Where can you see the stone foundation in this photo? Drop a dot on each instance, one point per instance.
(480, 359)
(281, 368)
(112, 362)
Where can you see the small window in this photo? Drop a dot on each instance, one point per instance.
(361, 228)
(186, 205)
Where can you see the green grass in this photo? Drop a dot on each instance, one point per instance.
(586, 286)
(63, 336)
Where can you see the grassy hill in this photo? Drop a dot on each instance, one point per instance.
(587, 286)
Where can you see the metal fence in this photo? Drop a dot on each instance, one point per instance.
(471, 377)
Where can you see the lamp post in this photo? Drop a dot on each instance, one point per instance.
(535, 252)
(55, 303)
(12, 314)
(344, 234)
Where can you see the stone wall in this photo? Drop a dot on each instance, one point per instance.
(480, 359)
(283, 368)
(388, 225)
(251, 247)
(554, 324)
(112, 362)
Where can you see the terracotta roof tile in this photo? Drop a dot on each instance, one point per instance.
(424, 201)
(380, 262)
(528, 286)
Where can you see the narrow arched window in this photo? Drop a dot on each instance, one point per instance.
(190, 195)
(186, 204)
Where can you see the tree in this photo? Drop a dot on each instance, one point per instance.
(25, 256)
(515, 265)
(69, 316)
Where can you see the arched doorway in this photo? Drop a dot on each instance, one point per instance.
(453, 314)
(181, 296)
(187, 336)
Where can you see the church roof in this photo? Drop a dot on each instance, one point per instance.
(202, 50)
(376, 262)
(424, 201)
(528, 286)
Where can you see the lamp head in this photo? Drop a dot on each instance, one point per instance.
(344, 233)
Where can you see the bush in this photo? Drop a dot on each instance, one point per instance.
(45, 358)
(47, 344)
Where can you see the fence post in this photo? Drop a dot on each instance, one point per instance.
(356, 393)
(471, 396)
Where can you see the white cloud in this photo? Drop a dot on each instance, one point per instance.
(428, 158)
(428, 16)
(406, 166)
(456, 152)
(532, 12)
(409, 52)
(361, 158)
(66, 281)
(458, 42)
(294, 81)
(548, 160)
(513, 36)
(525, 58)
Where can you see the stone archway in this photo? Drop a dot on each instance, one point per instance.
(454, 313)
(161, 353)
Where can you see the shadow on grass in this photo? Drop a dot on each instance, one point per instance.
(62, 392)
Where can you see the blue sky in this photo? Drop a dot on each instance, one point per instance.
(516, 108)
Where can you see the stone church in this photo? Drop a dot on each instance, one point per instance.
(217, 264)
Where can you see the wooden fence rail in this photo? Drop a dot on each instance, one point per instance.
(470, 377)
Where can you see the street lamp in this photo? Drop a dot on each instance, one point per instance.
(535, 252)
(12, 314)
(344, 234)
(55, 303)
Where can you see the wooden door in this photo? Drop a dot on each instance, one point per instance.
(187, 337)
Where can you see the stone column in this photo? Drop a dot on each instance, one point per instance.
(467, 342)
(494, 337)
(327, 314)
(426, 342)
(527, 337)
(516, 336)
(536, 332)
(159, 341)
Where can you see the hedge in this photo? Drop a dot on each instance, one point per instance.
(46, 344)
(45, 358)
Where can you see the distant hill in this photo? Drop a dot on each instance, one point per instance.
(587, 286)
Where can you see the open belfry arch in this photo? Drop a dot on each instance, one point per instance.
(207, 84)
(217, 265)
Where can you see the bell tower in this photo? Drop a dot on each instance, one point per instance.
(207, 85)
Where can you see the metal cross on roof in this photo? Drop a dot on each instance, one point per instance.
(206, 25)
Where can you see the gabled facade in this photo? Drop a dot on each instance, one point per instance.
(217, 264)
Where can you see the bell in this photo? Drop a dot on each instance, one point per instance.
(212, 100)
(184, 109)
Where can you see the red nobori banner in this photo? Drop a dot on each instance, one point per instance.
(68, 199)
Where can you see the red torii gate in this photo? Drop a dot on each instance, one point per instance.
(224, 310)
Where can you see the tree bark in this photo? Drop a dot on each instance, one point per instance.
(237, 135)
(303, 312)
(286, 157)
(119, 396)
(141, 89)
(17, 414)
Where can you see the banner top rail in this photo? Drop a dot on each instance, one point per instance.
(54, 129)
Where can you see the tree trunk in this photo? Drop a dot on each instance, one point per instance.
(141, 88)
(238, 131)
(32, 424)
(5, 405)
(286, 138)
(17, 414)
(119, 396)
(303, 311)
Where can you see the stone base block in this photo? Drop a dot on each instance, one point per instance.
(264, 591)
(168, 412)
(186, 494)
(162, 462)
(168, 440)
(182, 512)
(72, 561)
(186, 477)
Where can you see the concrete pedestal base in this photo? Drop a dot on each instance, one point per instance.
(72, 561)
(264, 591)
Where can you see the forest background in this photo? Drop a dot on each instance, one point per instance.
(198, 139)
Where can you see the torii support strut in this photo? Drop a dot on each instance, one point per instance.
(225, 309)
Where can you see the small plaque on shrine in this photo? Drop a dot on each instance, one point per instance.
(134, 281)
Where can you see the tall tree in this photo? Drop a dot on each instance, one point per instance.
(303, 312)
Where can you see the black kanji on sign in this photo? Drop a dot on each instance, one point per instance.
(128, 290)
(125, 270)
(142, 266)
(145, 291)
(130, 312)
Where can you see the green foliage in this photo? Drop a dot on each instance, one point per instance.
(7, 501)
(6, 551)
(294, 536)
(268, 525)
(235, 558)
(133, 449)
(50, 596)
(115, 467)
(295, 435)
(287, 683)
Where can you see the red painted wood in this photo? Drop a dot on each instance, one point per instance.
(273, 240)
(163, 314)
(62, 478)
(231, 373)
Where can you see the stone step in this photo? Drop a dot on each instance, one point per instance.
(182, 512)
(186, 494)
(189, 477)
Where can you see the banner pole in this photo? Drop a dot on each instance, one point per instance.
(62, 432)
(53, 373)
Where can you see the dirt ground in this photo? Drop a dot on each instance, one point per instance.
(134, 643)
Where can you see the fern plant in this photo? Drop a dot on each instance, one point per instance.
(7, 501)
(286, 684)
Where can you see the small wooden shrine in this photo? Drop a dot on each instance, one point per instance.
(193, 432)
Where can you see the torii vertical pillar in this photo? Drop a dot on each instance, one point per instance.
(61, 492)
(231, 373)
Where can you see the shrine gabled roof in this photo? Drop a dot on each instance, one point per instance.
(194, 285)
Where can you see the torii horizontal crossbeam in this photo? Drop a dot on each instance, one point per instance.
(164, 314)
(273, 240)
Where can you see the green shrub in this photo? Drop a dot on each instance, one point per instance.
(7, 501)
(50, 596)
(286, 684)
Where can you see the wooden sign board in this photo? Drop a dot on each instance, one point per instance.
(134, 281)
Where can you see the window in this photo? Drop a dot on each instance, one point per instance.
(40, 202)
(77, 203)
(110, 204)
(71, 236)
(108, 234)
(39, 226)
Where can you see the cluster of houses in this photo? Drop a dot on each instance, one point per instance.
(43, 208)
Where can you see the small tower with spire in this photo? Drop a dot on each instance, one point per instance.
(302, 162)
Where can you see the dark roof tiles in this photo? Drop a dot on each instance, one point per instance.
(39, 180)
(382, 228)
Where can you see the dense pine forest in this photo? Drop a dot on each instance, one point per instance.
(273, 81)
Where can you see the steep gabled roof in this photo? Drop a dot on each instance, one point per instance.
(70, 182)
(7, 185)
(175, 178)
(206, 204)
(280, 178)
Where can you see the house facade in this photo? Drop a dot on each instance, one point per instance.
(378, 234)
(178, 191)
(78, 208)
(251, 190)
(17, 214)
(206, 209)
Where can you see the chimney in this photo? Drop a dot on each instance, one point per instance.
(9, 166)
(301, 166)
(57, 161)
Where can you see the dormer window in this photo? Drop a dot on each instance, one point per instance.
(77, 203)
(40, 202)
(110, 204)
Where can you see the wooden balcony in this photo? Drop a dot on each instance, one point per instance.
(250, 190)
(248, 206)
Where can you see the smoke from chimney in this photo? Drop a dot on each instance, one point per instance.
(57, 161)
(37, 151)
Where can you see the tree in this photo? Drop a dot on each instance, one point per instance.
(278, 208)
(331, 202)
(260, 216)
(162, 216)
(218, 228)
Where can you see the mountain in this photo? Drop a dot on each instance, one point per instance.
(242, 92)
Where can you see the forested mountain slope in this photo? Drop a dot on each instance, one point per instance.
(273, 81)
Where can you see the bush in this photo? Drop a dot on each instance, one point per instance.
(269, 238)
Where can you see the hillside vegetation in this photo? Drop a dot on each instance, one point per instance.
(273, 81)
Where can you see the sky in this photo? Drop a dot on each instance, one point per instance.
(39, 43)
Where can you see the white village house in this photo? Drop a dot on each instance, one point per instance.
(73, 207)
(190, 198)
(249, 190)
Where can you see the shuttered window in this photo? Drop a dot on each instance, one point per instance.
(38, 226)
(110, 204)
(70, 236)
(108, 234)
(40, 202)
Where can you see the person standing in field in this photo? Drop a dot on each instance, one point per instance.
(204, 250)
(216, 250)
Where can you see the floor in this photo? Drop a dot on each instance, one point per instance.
****************************************
**Aim of the task:** Rescale the part of the listing that begins at the line containing "Where can you see the mountain" and runs through the last line of the listing. Give every line again, requests unchanged, with each answer coordinate multiplied by 0.45 and rounded to a whole number, halves rounding up.

**Right answer:**
Where can you see the mountain in this photo? Drop a dot on each instance, one point per instance.
(109, 41)
Where can you see the forested mountain slope in this photo? Drop a dot on each instance, one point per instance.
(123, 36)
Where can you see the bush in this photo? Drop a dot on each instance, one point per instance.
(121, 107)
Where can you see the hillside vegetation in this photo? Drop a dot on each instance, one point per instance.
(123, 36)
Where can you see the sky in this photo? Drop a dot on each instance, one point per instance.
(18, 19)
Where can you see the white village house in this photo? Drop a dot on each instance, one point per instance.
(33, 93)
(86, 89)
(112, 86)
Where can you see the shuttered window in this photo? Drop a dot on each instance, one point per instance.
(17, 102)
(50, 92)
(32, 106)
(49, 105)
(18, 91)
Where can you see the person standing in field in this photo? Drop a dot on each instance, one point per instance.
(92, 113)
(97, 113)
Where can you see the floor in this photo? Drop a dot on each instance, one point per instance.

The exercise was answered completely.